Stated exercise 1
In the post on data movement in Db2 for z/OS, who typically handles managing and controlling all of the data movement tasks?
Stated exercise 2
Write the next part of the post on data movement in Db2 for z/OS, picking up after its final sentence.

Document

Friday, July 16, 2021

Keeping Track of Data Movement in Db2 for z/OS

Creating and managing test data for Db2 application development and testing requirements can be a significant challenge. To enable not only the development of new programs, but to be able to maintain existing ones, organizations must ensure that there is an adequate amount of accurate test data always available. Without relevant, useful data, there is no way to test applications to make sure they are operating correctly. 

Although this duty must be a shared one between the application developers and the DBAs, managing and controlling all of the data movement tasks typically falls on the DBAs. And keeping track of what data moved where, when it moved, and why can at times be as much of a challenge as moving the data itself.

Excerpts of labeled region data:

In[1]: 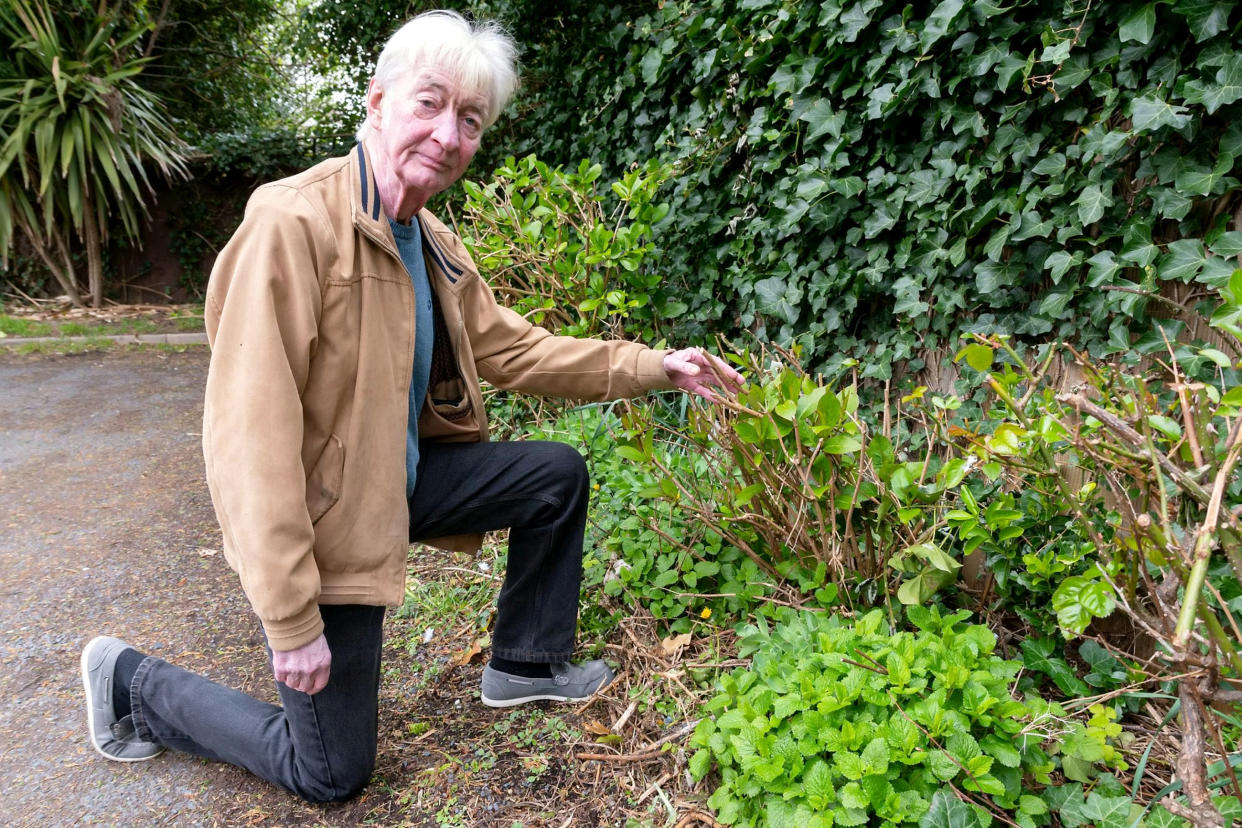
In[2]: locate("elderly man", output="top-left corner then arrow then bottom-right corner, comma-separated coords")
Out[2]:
82,12 -> 741,801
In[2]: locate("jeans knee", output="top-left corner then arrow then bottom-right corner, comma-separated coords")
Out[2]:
538,442 -> 590,500
293,756 -> 375,804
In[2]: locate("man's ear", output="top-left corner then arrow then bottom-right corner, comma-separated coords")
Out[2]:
366,78 -> 384,129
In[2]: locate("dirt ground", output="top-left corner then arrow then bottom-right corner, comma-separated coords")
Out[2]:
0,348 -> 712,828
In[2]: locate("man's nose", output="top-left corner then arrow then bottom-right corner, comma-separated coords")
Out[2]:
432,107 -> 461,149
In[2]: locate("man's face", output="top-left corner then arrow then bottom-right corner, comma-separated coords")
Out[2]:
366,68 -> 487,212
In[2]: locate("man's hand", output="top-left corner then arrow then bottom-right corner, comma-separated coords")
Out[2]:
664,348 -> 743,401
272,636 -> 332,695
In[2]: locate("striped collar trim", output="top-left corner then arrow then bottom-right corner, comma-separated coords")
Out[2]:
356,144 -> 383,221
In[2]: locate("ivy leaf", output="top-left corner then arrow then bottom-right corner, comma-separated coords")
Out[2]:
1186,55 -> 1242,115
1208,230 -> 1242,258
1083,791 -> 1134,828
1074,184 -> 1113,227
1052,575 -> 1114,634
953,343 -> 996,374
799,98 -> 845,142
1087,250 -> 1122,288
1159,238 -> 1207,283
1043,250 -> 1082,284
975,262 -> 1021,295
642,46 -> 664,84
919,788 -> 984,828
1130,97 -> 1190,133
919,0 -> 965,52
841,2 -> 871,43
1018,638 -> 1088,696
755,276 -> 802,325
1174,155 -> 1233,196
1118,5 -> 1156,46
1036,290 -> 1074,319
1174,0 -> 1235,43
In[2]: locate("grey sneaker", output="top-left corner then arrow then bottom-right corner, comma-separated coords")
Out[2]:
483,662 -> 615,708
82,636 -> 164,762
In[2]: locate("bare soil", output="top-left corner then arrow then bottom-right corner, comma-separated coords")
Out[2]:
0,348 -> 714,828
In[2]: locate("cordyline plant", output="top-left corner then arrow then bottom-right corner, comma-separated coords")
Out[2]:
963,307 -> 1242,826
449,155 -> 686,341
0,0 -> 185,307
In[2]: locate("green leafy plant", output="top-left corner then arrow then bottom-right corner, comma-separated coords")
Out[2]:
689,606 -> 1120,828
0,0 -> 185,307
963,281 -> 1242,823
460,155 -> 686,341
506,401 -> 774,638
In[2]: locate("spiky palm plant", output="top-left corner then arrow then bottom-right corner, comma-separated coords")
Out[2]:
0,0 -> 186,307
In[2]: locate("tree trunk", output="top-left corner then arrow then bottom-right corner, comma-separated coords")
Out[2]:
82,195 -> 103,308
26,230 -> 82,308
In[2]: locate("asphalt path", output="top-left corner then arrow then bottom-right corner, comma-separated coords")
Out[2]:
0,348 -> 308,826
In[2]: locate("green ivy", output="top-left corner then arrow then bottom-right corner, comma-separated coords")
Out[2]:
511,0 -> 1242,379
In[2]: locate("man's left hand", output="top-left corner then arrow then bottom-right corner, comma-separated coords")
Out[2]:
664,348 -> 744,401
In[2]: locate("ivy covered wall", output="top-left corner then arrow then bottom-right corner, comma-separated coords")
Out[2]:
512,0 -> 1242,379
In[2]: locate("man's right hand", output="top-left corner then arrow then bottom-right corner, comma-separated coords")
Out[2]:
272,634 -> 332,695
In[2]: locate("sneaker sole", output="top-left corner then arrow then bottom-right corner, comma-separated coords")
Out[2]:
78,639 -> 164,762
481,693 -> 595,708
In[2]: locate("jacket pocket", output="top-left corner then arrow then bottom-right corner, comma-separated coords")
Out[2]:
299,434 -> 345,524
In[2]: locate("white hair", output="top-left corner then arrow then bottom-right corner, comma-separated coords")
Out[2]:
358,10 -> 518,142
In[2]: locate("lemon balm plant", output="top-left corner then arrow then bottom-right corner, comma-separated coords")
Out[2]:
689,606 -> 1124,828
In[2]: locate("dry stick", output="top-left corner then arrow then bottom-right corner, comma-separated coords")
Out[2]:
574,719 -> 699,762
1177,682 -> 1225,828
673,811 -> 724,828
1057,394 -> 1211,503
1172,417 -> 1242,650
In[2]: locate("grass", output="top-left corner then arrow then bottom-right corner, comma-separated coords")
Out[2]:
0,313 -> 56,339
0,305 -> 204,339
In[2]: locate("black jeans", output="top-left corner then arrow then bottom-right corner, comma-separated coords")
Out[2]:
130,442 -> 587,802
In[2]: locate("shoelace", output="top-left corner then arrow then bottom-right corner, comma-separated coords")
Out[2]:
108,716 -> 138,741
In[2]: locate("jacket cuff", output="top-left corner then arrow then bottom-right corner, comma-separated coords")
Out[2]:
638,348 -> 676,391
261,601 -> 323,650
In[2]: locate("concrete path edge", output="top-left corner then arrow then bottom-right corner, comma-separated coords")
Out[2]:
0,331 -> 207,346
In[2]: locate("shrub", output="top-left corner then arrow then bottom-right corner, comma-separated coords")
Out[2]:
458,155 -> 686,341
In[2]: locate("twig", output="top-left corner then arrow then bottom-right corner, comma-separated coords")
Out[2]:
574,719 -> 699,762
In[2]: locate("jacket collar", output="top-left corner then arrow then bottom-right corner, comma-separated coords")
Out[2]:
349,142 -> 396,252
349,142 -> 462,283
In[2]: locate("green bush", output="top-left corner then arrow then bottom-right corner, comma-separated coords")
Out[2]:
689,607 -> 1124,828
501,400 -> 774,634
460,155 -> 686,341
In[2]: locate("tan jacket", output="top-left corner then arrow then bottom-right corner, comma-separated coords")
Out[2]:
202,145 -> 669,650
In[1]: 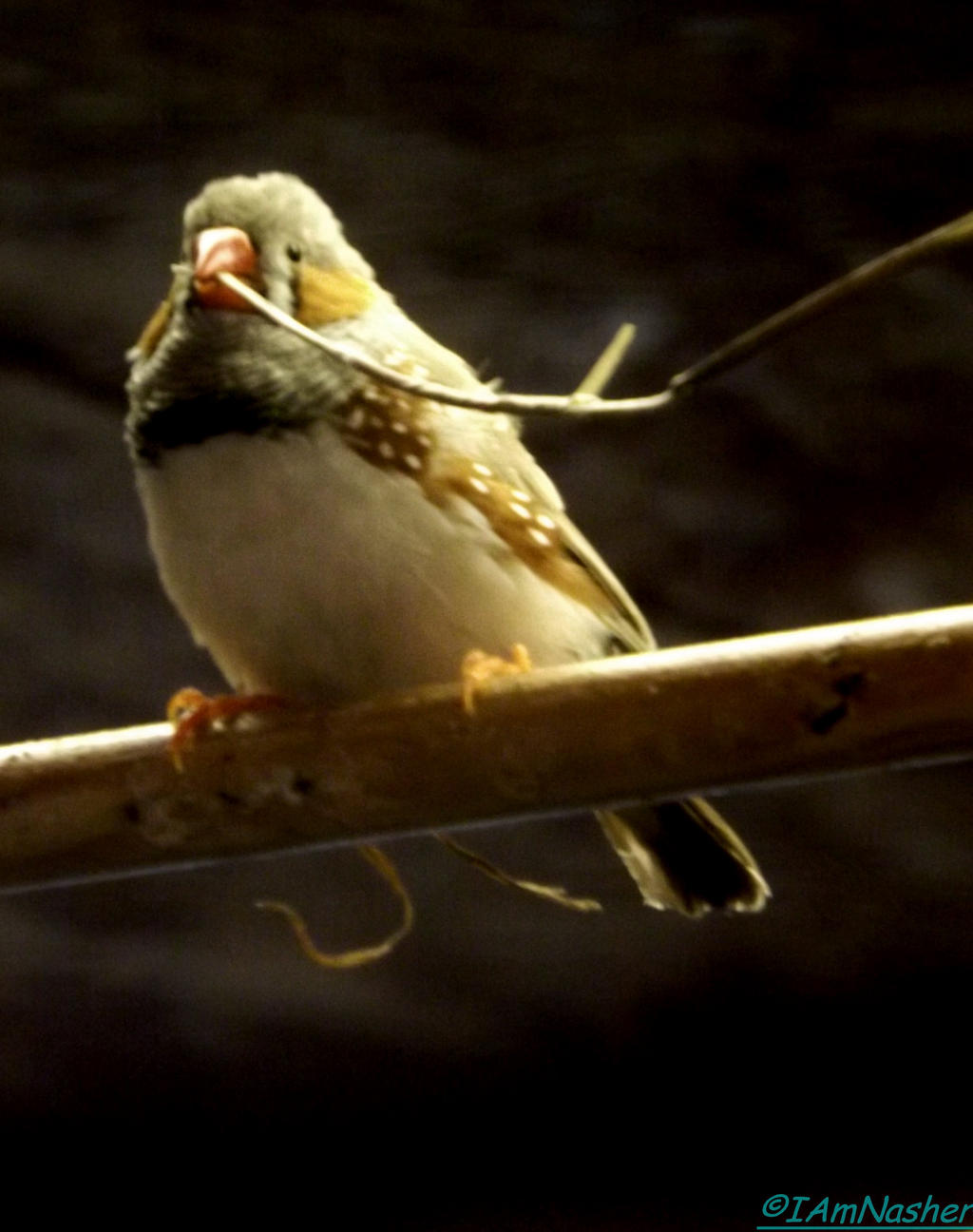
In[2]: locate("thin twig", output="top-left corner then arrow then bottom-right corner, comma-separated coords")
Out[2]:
217,213 -> 973,415
0,606 -> 973,886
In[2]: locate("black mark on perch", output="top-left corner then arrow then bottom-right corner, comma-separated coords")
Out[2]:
808,671 -> 865,736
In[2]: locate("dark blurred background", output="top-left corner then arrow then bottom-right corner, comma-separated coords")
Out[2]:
0,0 -> 973,1229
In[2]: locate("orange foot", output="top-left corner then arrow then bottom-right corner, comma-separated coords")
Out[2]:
459,642 -> 533,715
165,688 -> 288,771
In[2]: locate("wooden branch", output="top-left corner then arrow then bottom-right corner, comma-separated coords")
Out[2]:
0,606 -> 973,887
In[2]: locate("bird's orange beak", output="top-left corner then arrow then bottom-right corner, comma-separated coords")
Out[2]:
192,226 -> 262,312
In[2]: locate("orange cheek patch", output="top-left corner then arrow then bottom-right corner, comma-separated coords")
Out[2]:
295,265 -> 374,329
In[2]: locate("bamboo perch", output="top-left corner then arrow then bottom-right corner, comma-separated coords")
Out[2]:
0,606 -> 973,887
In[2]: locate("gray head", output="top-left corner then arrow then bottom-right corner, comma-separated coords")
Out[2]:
182,171 -> 373,302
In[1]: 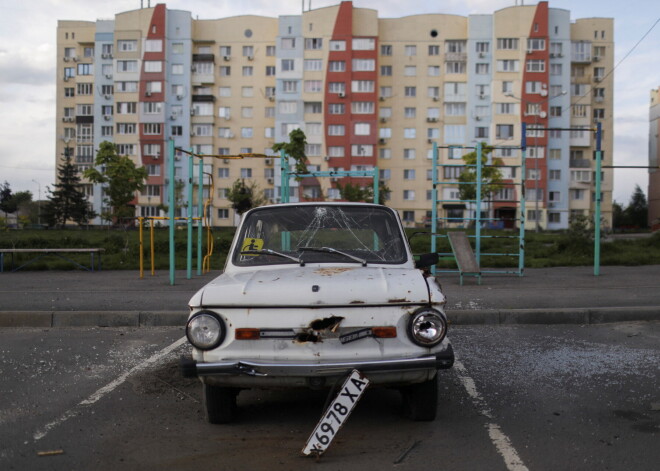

Written answer 1
The DBAs typically handle managing and controlling all of the data movement tasks.

Written answer 2
Fortunately, there are test data management tools available to not only move the data, but to keep track of it. I’ve written about one of the better Db2 for z/OS data movement tools here in the blog before: Fast and Effective Db2 for z/OS Test Data Management with BCV5. I hope you'll take a moment to click and read that post.

Now BCV5 has been improved with a new reporting feature, to enable users to track the movement of data across their Db2 subsystems. This is a significant new feature that can be used to glean useful information for DBAs, storage administrators, and even by data stewards for data governance.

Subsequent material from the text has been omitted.